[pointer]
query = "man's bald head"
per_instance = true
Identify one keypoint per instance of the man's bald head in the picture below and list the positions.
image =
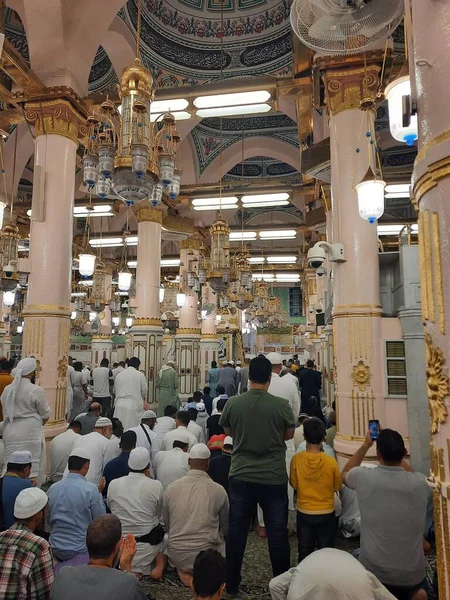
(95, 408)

## Assigned task
Omit every picture, then write out the entries above exactly.

## Expected output
[pointer]
query = "man's bald head"
per_instance = true
Identify one keypoint per instance of the man's bald head in the picture below and list the positions.
image =
(95, 408)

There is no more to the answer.